(Records from a data source)
_ _ _ _ _ _ _

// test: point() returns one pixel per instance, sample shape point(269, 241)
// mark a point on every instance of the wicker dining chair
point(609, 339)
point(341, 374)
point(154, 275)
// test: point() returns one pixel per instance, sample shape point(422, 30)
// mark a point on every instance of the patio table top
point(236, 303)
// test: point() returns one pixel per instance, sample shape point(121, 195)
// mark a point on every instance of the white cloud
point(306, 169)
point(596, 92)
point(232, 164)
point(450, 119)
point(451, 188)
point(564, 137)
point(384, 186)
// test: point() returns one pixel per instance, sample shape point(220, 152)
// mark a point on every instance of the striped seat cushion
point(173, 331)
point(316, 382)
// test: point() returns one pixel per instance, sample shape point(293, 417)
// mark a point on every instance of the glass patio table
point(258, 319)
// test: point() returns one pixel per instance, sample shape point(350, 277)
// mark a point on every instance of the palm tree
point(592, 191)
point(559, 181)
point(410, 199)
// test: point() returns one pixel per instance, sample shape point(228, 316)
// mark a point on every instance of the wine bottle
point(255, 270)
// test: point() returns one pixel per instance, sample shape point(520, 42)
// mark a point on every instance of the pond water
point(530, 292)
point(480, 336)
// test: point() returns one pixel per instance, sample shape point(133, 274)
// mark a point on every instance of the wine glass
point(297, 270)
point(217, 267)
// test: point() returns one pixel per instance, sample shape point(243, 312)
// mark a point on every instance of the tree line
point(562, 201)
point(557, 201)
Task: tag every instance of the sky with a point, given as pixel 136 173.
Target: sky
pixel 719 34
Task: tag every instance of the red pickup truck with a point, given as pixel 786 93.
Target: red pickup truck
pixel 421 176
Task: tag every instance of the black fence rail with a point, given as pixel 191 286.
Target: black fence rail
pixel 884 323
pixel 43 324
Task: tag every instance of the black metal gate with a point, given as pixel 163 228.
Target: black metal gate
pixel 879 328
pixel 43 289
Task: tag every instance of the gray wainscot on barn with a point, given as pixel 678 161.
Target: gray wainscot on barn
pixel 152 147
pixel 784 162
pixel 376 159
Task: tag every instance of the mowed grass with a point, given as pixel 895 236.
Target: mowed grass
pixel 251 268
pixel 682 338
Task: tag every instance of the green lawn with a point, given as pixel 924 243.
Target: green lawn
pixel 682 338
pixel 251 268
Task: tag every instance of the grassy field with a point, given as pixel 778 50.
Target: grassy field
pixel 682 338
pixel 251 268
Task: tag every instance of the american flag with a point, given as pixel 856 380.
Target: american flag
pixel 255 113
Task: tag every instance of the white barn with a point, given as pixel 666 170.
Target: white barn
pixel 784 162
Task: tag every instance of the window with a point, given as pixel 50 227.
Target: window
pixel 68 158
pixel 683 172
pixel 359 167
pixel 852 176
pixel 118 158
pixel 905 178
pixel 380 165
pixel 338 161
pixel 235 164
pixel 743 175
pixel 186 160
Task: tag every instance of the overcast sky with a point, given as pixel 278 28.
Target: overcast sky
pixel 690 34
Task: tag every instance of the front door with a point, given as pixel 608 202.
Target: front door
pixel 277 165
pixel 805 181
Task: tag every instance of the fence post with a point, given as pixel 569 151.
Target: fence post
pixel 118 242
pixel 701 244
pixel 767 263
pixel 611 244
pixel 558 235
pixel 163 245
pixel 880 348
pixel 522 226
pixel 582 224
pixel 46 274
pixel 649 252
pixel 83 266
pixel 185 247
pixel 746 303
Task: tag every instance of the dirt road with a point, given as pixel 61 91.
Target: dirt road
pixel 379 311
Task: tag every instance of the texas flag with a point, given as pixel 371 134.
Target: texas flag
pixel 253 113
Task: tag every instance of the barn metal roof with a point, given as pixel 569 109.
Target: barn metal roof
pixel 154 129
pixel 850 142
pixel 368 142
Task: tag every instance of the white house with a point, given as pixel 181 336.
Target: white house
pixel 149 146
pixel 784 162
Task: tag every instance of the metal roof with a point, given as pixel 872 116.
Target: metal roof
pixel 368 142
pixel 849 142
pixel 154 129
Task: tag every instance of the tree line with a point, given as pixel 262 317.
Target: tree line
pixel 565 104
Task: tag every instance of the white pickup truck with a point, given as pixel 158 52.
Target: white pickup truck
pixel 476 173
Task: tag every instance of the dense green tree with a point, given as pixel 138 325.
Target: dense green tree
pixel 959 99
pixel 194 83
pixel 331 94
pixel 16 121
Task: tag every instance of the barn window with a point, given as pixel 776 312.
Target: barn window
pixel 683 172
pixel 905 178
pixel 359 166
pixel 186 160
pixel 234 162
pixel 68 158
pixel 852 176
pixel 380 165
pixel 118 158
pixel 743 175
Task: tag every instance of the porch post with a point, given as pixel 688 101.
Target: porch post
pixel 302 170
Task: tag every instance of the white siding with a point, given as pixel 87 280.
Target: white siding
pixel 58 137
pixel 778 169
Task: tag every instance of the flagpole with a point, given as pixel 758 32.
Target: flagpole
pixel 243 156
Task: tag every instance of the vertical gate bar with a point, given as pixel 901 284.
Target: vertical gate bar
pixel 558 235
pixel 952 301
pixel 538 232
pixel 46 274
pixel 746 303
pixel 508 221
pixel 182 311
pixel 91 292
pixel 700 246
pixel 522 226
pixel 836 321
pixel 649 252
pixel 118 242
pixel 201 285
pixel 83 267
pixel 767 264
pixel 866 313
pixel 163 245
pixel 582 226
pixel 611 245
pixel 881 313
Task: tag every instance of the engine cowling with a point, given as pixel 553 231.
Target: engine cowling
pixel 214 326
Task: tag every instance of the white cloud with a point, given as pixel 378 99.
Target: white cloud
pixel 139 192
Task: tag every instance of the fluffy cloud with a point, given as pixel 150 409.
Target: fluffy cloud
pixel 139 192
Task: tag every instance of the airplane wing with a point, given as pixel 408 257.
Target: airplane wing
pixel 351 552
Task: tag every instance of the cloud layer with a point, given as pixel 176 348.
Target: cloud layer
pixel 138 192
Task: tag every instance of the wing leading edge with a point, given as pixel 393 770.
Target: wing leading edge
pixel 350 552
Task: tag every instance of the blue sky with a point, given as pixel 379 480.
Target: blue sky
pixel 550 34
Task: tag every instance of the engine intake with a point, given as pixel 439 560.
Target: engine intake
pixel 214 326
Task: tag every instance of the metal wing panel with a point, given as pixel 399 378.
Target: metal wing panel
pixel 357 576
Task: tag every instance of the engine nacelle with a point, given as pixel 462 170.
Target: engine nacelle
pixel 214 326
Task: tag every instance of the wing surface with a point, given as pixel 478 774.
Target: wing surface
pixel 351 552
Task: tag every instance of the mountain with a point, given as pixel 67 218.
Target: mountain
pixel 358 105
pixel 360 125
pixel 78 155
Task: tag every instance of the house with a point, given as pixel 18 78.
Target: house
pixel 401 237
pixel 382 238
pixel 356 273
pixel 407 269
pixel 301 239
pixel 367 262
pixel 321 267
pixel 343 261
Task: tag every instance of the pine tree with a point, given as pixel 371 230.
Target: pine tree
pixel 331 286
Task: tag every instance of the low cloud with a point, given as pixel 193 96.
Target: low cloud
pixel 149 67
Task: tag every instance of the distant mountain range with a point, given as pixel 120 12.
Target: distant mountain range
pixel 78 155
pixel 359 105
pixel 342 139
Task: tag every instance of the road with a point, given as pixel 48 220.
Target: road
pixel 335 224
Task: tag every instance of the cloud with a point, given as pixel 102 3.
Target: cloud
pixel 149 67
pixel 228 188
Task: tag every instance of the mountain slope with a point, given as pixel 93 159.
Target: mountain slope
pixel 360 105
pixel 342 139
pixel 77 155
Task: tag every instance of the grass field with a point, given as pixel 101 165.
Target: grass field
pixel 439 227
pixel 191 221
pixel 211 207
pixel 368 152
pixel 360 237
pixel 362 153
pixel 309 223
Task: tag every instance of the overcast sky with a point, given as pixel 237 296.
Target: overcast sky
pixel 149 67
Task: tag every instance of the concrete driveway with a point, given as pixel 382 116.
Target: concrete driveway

_ _ _ _ _ _ _

Work instructions — Only the lines from the one containing "Target: distant mountain range" to the end of the records should be repeated, exactly as they appear.

Solved exercise —
Target: distant mountain range
pixel 78 155
pixel 359 105
pixel 342 139
Task: tag every instance of the road with a point, given as pixel 48 220.
Target: road
pixel 335 224
Task: tag every instance of the cloud with a point, given as pixel 102 3.
Target: cloud
pixel 149 67
pixel 228 188
Task: tag every instance of the mountain slope with a point, given as pixel 93 159.
Target: mountain slope
pixel 360 105
pixel 342 139
pixel 77 155
Task: tag every instance of the grass field with a point, given as pixel 101 165.
Target: grass field
pixel 439 227
pixel 191 221
pixel 211 207
pixel 368 152
pixel 360 237
pixel 362 153
pixel 309 223
Task: tag every instance of the overcast sky with a point, given as pixel 237 296.
Target: overcast sky
pixel 149 67
Task: tag every instance of the concrete driveway with a point, given as pixel 382 116.
Target: concrete driveway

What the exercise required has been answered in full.